EXTRAIT RETENU:
-------------------------
1°) d'annuler ce jugement du tribunal administratif d'Orléans du 19...

Vu la procédure suivante :

Procédure contentieuse antérieure :

Mme D... A... a demandé au tribunal administratif d'Orléans d'annuler l'arrêté du 25 juillet 2018 du préfet du Loiret lui refusant la délivrance d'un titre de séjour, l'obligeant à quitter le territoire français dans un délai de trente jours et fixant le pays de destination.

Par un jugement n° 1804010 du 19 novembre 2019, le tribunal administratif d'Orléans a rejeté sa demande.

Procédure devant la cour :

Par une requête enregistrée le 14 juillet 2020 Mme A..., représentée par

Me C..., demande à la cour :

1°) d'annuler ce jugement du tribunal administratif d'Orléans du 19 novembre 2019 ;

2°) d'annuler cet arrêté du 25 juillet 2018 ;

3°) d'enjoindre au préfet du Loiret, à titre principal, de lui délivrer une carte de séjour temporaire mention " vie privée et familiale " ou, à titre subsidiaire, de réexaminer sa situation dans un délai d'un mois à compter de l'arrêt à intervenir et sous astreinte de 100 euros par jour de retard ;

4°) de mettre à la charge de l'État, au titre de l'article L. 761-1 du code de justice administrative, la somme de 1 500 euros à verser à son conseil dans les conditions fixées à l'article 37 de la loi du 10 juillet 1991.

Elle soutient que :

- la décision portant refus de titre de séjour a été prise au vu d'un avis du collège de médecins de l'Office français de l'immigration et de l'intégration (OFII) incomplet et, par suite entaché d'irrégularité au regard des dispositions de l'arrêté du 27 décembre 2016 ;

- cette décision a été prise en méconnaissance des dispositions du 11° de l'article L.313-11 du code de l'entrée et du séjour des étrangers et du droit d'asile, compte tenu de l'impossibilité de bénéficier des soins appropriés à son état de santé dans son pays d'origine ;

- cette décision a été prise en méconnaissance des stipulations de l'article 8 de la convention européenne de sauvegarde des droits de l'homme et des libertés fondamentales et est entachée d'une erreur manifeste dans l'appréciation de ses conséquences sur sa situation personnelle ;

- en l'absence de saisine de la commission du titre de séjour, cette décision est entachée d'un vice de procédure ;

- l'illégalité de cette décision prive de base légale la décision portant obligation de quitter le territoire français.

Par un mémoire en défense enregistré le 28 décembre 2020, le préfet du Loiret conclut au rejet de la requête.

Il fait valoir que les moyens invoqués par la requérante ne sont pas fondés.

Mme A... a été admise au bénéfice de l'aide juridictionnelle totale par une décision du 11 juin 2020.

Vu les autres pièces du dossier.

Vu :

- la convention européenne de sauvegarde des droits de l'homme et des libertés fondamentales ;

- le code de l'entrée et du séjour des étrangers et du droit d'asile ;

- la loi n° 91-647 du 10 juillet 1991 ;

- l'arrêté du 27 décembre 2016 relatif aux conditions d'établissement et de transmission des certificats médicaux, rapports médicaux et avis mentionnés aux articles R. 31322, R. 313-23 et R. 511-1 du code de l'entrée et du séjour des étrangers et du droit d'asile ;

- le code de justice administrative.
-------------------------
TRAVAIL DEMANDÉ:
**a)** Pour chacune des affirmations (i), (ii) et (iii), indiquez par oui ou par non si elle concorde avec l'extrait, en citant à l'identique les mots qui tranchent.
(i) Le tribunal administratif d'Orléans a rejeté la demande par un jugement du 19 novembre 2019.
(ii) La requête devant la cour a été enregistrée le 28 décembre 2020.
(iii) L'astreinte sollicitée s'élève à 150 euros par jour de retard.
**b)** Recopiez fidèlement le passage de l'extrait qui va de « Par un mémoire » à « pièces du dossier. ».
Les lignes ne jouent aucun rôle dans cet exercice.

ÉCHANTILLON DE DONNÉES:
-------------------------
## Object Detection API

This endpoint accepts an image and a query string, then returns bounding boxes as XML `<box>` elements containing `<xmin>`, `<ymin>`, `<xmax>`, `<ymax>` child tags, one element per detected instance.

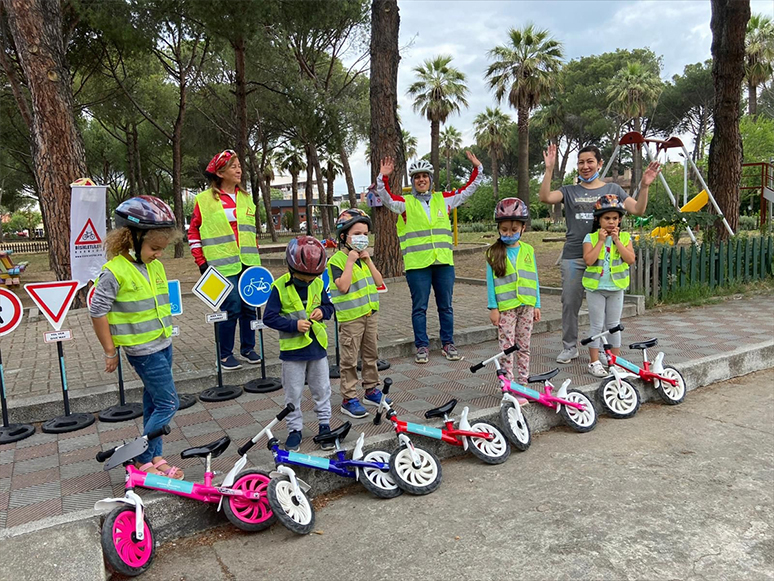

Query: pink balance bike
-------------------------
RÉPONSES DÉTAILLÉES:
**a)**
(i) Oui : « Par un jugement n° 1804010 du 19 novembre 2019, le tribunal administratif d'Orléans a rejeté sa demande. »
(ii) Non : « Par une requête enregistrée le 14 juillet 2020 »
(iii) Non : « sous astreinte de 100 euros par jour de retard »

**b)**
Par un mémoire en défense enregistré le 28 décembre 2020, le préfet du Loiret conclut au rejet de la requête.

Il fait valoir que les moyens invoqués par la requérante ne sont pas fondés.

Mme A... a été admise au bénéfice de l'aide juridictionnelle totale par une décision du 11 juin 2020.

Vu les autres pièces du dossier.